*Angezeigter Text*

____

Schlacht am Trasimenischen See

Schlacht am Trasimenischen See
Teil von: Zweiter Punischer Krieg

Schema nach einer Quelle des Department of History, United States Military Academy
Datum 24. Juni 217 v. Chr.
Ort Trasimenischer See
Ausgang Karthagischer Sieg
Konfliktparteien

Römisches Reich

Karthago

Befehlshaber

Gaius Flaminius

Hannibal

Truppenstärke

40.000 Mann (36.000 Infanterie und 4000 Kavallerie)

30.000 Mann (22.000 Infanterie und 8000 Kavallerie)

Verluste

15.000 Tote und 15.000 Gefangene (10.000 Überlebende, die sich nach Rom zurückzogen)

ca. 1500 Tote

Bei der Schlacht am Trasimenischen See im Frühjahr 217 v. Chr. während des Zweiten Punischen Krieges schlug der karthagische Feldherr Hannibal zwei römische Heere vernichtend. Ihre Einzelheiten wurden durch die Schriften des antiken römischen Geschichtsschreibers Titus Livius und des griechischen Historikers Polybios überliefert. Quellen aus karthagischer Sicht sind nicht bekannt.

____

[Einträge aus einer Datensammlung]
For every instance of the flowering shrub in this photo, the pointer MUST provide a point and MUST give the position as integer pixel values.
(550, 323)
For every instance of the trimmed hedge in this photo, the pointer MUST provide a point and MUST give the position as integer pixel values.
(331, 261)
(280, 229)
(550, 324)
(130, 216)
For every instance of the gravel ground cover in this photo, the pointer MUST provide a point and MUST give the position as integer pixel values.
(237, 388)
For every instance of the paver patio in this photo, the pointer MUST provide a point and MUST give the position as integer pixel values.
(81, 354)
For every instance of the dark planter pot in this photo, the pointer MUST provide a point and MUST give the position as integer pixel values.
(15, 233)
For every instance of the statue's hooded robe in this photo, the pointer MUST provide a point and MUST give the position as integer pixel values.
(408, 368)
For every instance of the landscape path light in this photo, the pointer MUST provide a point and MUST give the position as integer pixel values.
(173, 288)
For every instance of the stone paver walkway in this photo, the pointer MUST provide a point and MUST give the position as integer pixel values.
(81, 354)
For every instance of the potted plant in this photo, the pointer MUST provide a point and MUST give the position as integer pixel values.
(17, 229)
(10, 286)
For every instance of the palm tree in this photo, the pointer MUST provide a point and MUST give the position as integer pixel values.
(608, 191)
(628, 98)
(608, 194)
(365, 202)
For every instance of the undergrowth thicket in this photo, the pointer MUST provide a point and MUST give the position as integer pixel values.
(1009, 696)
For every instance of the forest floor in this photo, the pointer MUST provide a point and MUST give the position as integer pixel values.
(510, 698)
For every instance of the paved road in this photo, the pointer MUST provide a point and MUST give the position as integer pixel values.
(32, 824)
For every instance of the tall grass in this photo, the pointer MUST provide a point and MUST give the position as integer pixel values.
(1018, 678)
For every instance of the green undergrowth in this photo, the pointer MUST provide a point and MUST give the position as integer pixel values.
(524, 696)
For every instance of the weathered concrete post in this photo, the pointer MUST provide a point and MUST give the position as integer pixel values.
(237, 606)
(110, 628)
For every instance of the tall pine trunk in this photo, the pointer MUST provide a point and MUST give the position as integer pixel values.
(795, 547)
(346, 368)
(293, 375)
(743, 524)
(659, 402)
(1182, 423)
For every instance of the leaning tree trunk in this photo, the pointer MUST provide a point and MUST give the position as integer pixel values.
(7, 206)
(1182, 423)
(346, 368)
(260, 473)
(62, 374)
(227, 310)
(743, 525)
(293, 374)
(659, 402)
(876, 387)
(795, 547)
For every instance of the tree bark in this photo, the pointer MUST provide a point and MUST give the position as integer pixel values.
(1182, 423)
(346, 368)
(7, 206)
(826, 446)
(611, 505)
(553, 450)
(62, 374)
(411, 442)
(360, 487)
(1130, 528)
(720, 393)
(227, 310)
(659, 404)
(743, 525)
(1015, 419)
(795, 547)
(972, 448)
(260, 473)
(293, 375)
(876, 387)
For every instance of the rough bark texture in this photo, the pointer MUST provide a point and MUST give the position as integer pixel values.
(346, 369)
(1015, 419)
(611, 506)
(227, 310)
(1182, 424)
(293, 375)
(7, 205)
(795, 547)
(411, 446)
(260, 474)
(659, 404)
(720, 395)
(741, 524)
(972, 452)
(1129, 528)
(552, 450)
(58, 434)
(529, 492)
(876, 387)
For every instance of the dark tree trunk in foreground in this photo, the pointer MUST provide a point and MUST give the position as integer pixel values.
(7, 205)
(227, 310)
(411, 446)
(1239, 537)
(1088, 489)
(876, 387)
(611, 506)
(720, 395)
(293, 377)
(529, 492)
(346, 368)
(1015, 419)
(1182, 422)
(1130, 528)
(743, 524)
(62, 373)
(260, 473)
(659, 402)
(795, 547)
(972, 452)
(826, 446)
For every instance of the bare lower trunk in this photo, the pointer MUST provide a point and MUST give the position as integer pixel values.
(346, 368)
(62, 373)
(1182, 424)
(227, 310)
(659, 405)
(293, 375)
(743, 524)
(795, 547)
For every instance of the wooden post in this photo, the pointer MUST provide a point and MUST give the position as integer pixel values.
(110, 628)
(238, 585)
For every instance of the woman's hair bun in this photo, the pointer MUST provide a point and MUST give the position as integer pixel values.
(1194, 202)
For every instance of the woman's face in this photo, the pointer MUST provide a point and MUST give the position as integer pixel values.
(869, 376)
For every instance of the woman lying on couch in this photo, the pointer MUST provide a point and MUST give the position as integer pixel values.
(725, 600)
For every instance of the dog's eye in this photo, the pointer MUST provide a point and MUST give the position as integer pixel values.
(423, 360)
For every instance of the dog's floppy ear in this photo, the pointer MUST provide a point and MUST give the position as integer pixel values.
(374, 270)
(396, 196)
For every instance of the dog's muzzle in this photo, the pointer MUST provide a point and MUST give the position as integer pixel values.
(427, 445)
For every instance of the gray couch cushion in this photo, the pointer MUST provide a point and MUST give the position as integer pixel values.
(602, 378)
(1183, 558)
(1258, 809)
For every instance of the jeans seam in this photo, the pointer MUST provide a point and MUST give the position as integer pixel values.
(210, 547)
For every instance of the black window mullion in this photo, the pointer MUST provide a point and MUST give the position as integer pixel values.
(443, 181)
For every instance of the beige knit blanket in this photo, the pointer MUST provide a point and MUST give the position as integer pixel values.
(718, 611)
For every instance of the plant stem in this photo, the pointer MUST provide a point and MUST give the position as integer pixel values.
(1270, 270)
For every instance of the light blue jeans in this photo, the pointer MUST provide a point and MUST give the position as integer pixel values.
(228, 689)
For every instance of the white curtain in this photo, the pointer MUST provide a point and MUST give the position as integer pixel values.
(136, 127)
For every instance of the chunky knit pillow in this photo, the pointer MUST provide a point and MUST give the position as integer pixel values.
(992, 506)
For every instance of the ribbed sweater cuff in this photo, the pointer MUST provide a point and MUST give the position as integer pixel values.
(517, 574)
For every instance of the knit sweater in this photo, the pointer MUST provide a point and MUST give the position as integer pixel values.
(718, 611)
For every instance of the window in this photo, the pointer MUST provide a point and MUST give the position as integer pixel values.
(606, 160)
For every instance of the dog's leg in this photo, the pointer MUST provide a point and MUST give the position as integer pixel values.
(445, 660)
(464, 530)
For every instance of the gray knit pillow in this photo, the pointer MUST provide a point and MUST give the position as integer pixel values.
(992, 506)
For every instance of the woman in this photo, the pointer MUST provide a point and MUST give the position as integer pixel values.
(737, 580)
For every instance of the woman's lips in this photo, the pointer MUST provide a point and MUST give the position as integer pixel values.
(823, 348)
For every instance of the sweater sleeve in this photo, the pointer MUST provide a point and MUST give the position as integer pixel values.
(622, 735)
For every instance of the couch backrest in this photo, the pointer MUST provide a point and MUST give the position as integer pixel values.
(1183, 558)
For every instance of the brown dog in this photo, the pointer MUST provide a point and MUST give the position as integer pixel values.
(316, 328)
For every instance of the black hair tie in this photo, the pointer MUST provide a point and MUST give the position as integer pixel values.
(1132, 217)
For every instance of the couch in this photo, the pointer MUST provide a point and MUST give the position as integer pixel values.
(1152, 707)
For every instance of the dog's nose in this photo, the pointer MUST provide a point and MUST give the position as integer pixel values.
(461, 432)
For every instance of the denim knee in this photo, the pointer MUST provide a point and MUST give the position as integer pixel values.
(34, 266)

____

*Gestellte Aufgabe 1*
Zitiere aus den Einträgen alle Zeilen ab der Zeile mit "For every instance of the couch in" bis zum Ende der Einträge, beide Enden eingeschlossen.
*Gestellte Aufgabe 2*
Schreibe den Text über die Schlacht am Trasimenischen See im Anschluss an seinen letzten Satz weiter.

*Antwort zur Aufgabe 1*
For every instance of the couch in this photo, the pointer MUST provide a point and MUST give the position as integer pixel values.
(1152, 707)
For every instance of the dog's nose in this photo, the pointer MUST provide a point and MUST give the position as integer pixel values.
(461, 432)
For every instance of the denim knee in this photo, the pointer MUST provide a point and MUST give the position as integer pixel values.
(34, 266)

*Antwort zur Aufgabe 2*
Der geschichtliche Rahmen

Die Punischen Kriege waren Machtkämpfe um die Vorrangstellung im westlichen Mittelmeerraum. Die Kontrahenten waren das Punische Reich mit seiner Hauptstadt Karthago sowie das Römische Reich, das zum Beginn dieser Kriege erst im Aufbau war und in erster Linie ein Bündnissystem der Stadt Rom mit umliegenden Stämmen darstellte.

Der Erste Punische Krieg endete im Jahre 241 v. Chr. mit der Niederlage der Karthager in der Schlacht bei den Ägatischen Inseln. Karthago verlor damit seine Besitzungen auf Sizilien. In der Folge wurden Sizilien, Korsika und Sardinien zu römischen Provinzen. Ungeachtet seiner Niederlage konnte Karthago dagegen die Vorherrschaft auf der Iberischen Halbinsel ausbauen und begann im April 218 v. Chr. von dort aus seinen Feldzug gegen die Römer. Der Anlass war, dass Karthago die Forderung der Römer, Hannibal wegen einer angeblichen Vertragsverletzung auszuliefern, ablehnte und Rom Karthago den Krieg erklärte.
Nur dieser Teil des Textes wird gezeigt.